## SOAL TUGAS 1
Temukan setiap baris dalam daftar yang memuat kata "grinder", lalu salin baris-baris tersebut.

## TEKS DOKUMEN
SETIBANYA di bandar udara Don Muang, Bangkok, Menlu Nguyen Co
Thach sudah ditunggu oleh serombongan anti-Vietnam. "Thach, kami
tak suka Anda," teriak para demonstran. Mereka menamakan diri
The People Rightist Club (PRC), yang menuduh Vietnam suka
mencampuri urusan dalam negeri Muangthai dengan melintasi
perbatasan dalam menguber Khmer Merah.
Aksi anti-Vietnam yang digerakkan PRC itu ternyata tidak
mempengaruhi sikap Pemerintah Muangthai terhadap Thach.
Pembicaraan Thach dengan Menlu Muangthai Siddi Savetsila pekan
lalu mengenai soal Kampuchea dikabarkan berlangsung hangat.
Hasilnya? "Lebih dari yang diharapkan," ujar Savetsila, tanpa
memperinci isi pembicaraan mereka. Muangthai adalah negeri
terakhir -- selain Burma, Singapura, dan Malaysia -- yang
dikunjungi Thach dalam muhibah selama dua pekan, dimulai 16
Juni, khusus membicarakan situasi Kampuchea.
Vietnam dikabarkan bersedia menarik mundur sebagian besar
pasukannya dari Kampuchea bila Muangthai mau menghentikan
bantuan kepada Khmer Merah -- gerilyawan Kampuchea yang dipimpin
Khieu Samphan. Tapi "penarikan mundur total pasukan masih akan
tergantung dari ada atau tidaknya ancaman RRC terhadap Indo cina
-- Vietnam, Kampuchea, dan Laos," ujar Thach seperti dituturkan
kembali oleh Menlu Malaysia Tan Sri Chazali Syafei ketika ia
berada di Jakarta minggu lalu.
Waktu menjamu Thach di Kuala Lumpur, Ghazali sempat berpetitih
pada tarnunya. "Ada tiga hal yang patut diketahui tentang
falsafah bangsa kami. Pertama, ilmu bambu. Kedua, ilmu padi.

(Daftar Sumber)
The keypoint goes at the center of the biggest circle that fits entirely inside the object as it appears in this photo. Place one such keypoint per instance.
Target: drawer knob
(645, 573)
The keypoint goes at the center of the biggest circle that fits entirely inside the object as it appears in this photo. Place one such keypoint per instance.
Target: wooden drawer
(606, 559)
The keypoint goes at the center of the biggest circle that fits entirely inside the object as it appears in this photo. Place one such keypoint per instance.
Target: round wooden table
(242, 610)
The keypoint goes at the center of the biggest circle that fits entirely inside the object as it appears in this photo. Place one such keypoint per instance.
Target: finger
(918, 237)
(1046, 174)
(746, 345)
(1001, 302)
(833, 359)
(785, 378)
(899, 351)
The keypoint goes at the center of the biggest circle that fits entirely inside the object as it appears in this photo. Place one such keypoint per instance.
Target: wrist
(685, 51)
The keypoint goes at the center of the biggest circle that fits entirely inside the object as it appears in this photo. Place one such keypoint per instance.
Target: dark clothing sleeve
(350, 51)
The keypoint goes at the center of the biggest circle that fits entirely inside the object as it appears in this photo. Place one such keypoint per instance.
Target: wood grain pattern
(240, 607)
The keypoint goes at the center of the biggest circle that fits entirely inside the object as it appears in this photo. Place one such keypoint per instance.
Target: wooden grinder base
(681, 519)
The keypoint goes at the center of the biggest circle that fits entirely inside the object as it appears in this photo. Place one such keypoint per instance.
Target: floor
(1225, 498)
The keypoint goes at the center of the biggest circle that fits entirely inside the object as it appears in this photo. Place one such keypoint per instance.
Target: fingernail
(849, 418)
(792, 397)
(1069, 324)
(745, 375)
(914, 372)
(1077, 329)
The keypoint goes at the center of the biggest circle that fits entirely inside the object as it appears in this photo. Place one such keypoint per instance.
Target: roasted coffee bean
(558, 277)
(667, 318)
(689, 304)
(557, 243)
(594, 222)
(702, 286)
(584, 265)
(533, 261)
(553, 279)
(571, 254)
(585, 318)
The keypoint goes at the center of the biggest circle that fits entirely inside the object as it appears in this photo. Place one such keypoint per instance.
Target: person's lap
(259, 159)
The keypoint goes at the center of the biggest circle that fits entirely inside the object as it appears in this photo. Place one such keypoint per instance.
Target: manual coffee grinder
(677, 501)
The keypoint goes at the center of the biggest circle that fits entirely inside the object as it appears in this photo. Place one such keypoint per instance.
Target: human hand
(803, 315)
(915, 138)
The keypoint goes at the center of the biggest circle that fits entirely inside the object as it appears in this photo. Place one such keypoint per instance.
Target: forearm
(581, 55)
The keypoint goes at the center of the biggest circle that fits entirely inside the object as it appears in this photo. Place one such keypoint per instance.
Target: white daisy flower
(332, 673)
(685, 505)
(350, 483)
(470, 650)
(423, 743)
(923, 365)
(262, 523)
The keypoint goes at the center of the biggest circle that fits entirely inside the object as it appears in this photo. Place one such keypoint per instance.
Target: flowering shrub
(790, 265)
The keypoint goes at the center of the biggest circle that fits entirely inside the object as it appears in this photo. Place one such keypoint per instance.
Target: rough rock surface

## SOAL TUGAS 2
Kutip secara utuh teks di atas tentang kunjungan Menlu Nguyen Co Thach tanpa mengubah satu kata pun.

## JAWABAN BENAR 1
Target: wooden grinder base
Target: manual coffee grinder

## JAWABAN BENAR 2
SETIBANYA di bandar udara Don Muang, Bangkok, Menlu Nguyen Co
Thach sudah ditunggu oleh serombongan anti-Vietnam. "Thach, kami
tak suka Anda," teriak para demonstran. Mereka menamakan diri
The People Rightist Club (PRC), yang menuduh Vietnam suka
mencampuri urusan dalam negeri Muangthai dengan melintasi
perbatasan dalam menguber Khmer Merah.
Aksi anti-Vietnam yang digerakkan PRC itu ternyata tidak
mempengaruhi sikap Pemerintah Muangthai terhadap Thach.
Pembicaraan Thach dengan Menlu Muangthai Siddi Savetsila pekan
lalu mengenai soal Kampuchea dikabarkan berlangsung hangat.
Hasilnya? "Lebih dari yang diharapkan," ujar Savetsila, tanpa
memperinci isi pembicaraan mereka. Muangthai adalah negeri
terakhir -- selain Burma, Singapura, dan Malaysia -- yang
dikunjungi Thach dalam muhibah selama dua pekan, dimulai 16
Juni, khusus membicarakan situasi Kampuchea.
Vietnam dikabarkan bersedia menarik mundur sebagian besar
pasukannya dari Kampuchea bila Muangthai mau menghentikan
bantuan kepada Khmer Merah -- gerilyawan Kampuchea yang dipimpin
Khieu Samphan. Tapi "penarikan mundur total pasukan masih akan
tergantung dari ada atau tidaknya ancaman RRC terhadap Indo cina
-- Vietnam, Kampuchea, dan Laos," ujar Thach seperti dituturkan
kembali oleh Menlu Malaysia Tan Sri Chazali Syafei ketika ia
berada di Jakarta minggu lalu.
Waktu menjamu Thach di Kuala Lumpur, Ghazali sempat berpetitih
pada tarnunya. "Ada tiga hal yang patut diketahui tentang
falsafah bangsa kami. Pertama, ilmu bambu. Kedua, ilmu padi.